:: THE REQUEST ::
Reproduce the following material verbatim in its entirety, omitting the pictures from your answer.

:: DATA FOR PROCESSING ::
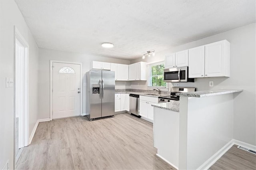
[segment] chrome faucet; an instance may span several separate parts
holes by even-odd
[[[156,89],[157,89],[157,90]],[[158,89],[157,88],[156,88],[156,89],[153,89],[153,90],[155,90],[156,91],[157,91],[158,92],[158,95],[160,95],[161,90],[160,90],[159,89]]]

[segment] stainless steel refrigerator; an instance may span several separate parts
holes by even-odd
[[[91,70],[86,73],[86,111],[90,121],[115,112],[115,72]]]

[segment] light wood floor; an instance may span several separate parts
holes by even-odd
[[[256,155],[234,145],[209,170],[256,170]]]
[[[128,113],[39,123],[17,169],[175,169],[155,155],[152,123]]]

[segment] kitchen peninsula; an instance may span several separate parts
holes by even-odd
[[[182,93],[179,102],[152,105],[157,155],[177,169],[210,168],[234,144],[234,93],[241,91]]]

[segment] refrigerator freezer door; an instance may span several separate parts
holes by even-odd
[[[115,72],[102,70],[102,117],[115,113]]]
[[[90,71],[90,119],[101,117],[101,70]]]

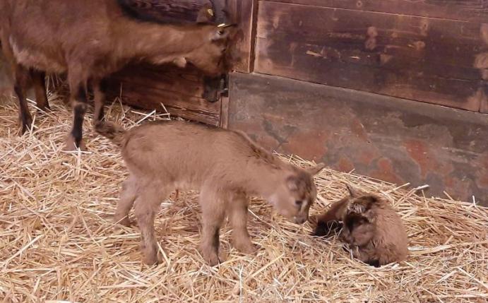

:: THE OUTPUT ::
[segment] chrome faucet; an instance may span several separate parts
holes by even-odd
[[[156,89],[157,89],[157,90]],[[158,89],[157,88],[156,88],[156,89],[153,89],[153,90],[155,90],[156,91],[157,91],[158,92],[158,95],[160,95],[161,90],[160,90],[159,89]]]

[segment] stainless steel refrigerator; an instance may span several separate parts
holes by even-odd
[[[91,70],[86,73],[86,111],[90,121],[115,112],[115,72]]]

[segment] light wood floor; an instance may span several separate parts
holes by even-odd
[[[256,155],[234,145],[209,170],[256,170]]]
[[[128,113],[39,123],[17,169],[175,169],[155,155],[152,123]]]

[segment] kitchen peninsula; an instance may span several separate parts
holes by even-odd
[[[182,93],[179,102],[152,105],[157,155],[177,169],[210,168],[234,144],[234,93],[241,91]]]

[segment] refrigerator freezer door; an instance may span several separate parts
holes by even-odd
[[[115,72],[102,70],[102,117],[115,113]]]
[[[90,71],[90,119],[101,117],[101,70]]]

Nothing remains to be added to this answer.